Things to do
1. Reproduce word for word the part of the passage on iPad and iPhone use that opens with the words containing "I now use my" and closes with "what this means.".
2. Resume the passage on iPad and iPhone use, continuing from its final sentence.

Document excerpt
+--

I was asked recently about my experience with the iPad and how it impacts on my use of the iPhone. The question was related to this Nielsen research on Who is Buying the iPad, and Will They Also Buy an iPhone?  Here are my thoughts:

I now use my iPad for most of my media browsing (online magazines, video, newspapers, websites, other new media) and even presentations, particularly when I'm mobile. However, I leave my iPad at home or the office when I don't want to lose or damage it when I'm going somewhere like to the football, or out for the night. That's when I'm quite comfortable reading and surfing on my iPhone, as I have been for a few years now. I'm happy to check my email or social media on whatever device is closest at hand or most convenient.

As Steve Jobs said, the iPad is the third device, and more people are starting to understand what this means.

+--

Provided data
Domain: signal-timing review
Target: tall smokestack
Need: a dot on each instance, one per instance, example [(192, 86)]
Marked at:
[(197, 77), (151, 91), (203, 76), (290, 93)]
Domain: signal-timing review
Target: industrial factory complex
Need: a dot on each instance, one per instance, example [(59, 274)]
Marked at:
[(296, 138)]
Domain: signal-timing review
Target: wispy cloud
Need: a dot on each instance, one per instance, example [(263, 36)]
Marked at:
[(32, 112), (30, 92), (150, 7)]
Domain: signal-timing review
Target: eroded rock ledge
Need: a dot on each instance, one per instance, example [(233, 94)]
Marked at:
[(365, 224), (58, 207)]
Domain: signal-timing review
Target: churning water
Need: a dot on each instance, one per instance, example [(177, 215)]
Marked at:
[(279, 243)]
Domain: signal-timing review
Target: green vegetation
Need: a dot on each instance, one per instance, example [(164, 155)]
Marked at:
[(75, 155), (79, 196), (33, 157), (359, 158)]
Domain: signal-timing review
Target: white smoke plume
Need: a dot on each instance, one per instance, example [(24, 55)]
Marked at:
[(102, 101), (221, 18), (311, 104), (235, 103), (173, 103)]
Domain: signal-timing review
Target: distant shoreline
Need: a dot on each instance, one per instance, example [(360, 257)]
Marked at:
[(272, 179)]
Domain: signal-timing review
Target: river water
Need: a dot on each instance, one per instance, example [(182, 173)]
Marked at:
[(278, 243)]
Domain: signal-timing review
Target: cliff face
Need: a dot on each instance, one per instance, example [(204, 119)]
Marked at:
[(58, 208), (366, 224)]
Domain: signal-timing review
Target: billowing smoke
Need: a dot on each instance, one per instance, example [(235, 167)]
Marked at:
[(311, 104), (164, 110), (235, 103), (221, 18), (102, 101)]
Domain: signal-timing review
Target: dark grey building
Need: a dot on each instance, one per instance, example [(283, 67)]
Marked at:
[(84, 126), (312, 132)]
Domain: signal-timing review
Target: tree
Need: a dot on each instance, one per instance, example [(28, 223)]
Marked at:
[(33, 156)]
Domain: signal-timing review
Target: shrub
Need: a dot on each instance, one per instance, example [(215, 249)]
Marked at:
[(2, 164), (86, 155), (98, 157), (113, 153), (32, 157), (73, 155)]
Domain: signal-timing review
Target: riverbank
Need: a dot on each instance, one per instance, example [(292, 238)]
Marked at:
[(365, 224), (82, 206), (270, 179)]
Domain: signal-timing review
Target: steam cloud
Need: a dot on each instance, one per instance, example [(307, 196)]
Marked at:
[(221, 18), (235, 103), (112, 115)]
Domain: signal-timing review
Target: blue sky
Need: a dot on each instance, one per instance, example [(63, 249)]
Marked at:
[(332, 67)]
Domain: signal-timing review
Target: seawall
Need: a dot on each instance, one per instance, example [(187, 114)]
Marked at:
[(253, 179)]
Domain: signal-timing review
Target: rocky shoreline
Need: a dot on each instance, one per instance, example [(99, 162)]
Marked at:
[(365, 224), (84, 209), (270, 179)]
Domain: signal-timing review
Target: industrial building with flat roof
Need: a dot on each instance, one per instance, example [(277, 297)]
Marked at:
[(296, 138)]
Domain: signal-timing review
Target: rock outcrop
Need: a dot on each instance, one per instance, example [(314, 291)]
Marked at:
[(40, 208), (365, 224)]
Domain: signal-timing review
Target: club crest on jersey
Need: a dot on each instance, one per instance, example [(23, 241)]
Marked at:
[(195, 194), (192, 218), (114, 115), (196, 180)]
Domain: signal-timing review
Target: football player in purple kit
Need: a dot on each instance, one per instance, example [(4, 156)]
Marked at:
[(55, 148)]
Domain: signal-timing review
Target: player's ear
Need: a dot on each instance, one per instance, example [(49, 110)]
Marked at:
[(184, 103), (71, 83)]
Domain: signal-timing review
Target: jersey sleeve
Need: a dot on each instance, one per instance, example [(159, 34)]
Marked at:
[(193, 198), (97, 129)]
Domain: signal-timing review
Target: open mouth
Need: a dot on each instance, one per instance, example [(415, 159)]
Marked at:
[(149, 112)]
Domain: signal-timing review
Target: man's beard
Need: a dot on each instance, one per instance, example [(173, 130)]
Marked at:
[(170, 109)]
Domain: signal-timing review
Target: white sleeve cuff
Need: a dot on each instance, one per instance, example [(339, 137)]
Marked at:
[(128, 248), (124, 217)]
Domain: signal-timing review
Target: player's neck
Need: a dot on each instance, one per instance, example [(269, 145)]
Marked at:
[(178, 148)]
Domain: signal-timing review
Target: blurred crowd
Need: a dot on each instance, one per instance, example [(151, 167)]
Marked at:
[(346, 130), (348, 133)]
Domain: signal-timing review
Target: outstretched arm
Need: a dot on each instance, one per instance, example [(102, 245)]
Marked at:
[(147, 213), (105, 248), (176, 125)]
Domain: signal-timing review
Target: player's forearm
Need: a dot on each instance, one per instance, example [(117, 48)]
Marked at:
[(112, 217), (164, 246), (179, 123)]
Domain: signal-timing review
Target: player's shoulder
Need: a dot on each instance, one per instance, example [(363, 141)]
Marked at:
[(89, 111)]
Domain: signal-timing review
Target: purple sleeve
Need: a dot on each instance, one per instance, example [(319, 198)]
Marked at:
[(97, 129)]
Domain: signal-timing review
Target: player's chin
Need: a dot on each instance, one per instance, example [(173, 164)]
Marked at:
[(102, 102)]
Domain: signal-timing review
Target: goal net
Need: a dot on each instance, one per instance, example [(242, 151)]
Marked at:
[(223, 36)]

+--

Task answers
1.
I now use my iPad for most of my media browsing (online magazines, video, newspapers, websites, other new media) and even presentations, particularly when I'm mobile. However, I leave my iPad at home or the office when I don't want to lose or damage it when I'm going somewhere like to the football, or out for the night. That's when I'm quite comfortable reading and surfing on my iPhone, as I have been for a few years now. I'm happy to check my email or social media on whatever device is closest at hand or most convenient.

As Steve Jobs said, the iPad is the third device, and more people are starting to understand what this means.

2.
The Nielsen report said, "Twenty-five percent of likely smartphone upgraders who have not yet owned an iPhone or iPad, indicate that they would purchase an Apple iPhone as their next smartphone. But when we asked iPad owners who do not have an iPhone this same question, this number more than doubled to 51%. Clearly, exposure to Apple’s iOS creates a very positive pre-disposition to purchasing an iPhone."

This is not just a factor of liking the Apple iOS. It is understanding the power of syndication between the iPhone, iPad and MacBook. I'm typing on my MacBook Pro, my iPhone is sitting next to me waiting for calls, and my iPad is ready to take to the cafe or even pick up and use as a separate media browsing device (that includes email, calendars etc). All devices are synchronised with contacts, calendars, mail, files and presentations. This is not an Apple fanboy story, it's about synergy and productivity. PC and Android producers are looking to create the same smooth, integrated model. Apple has just beaten them to the line... yet things change very quickly in technology. What is coming next?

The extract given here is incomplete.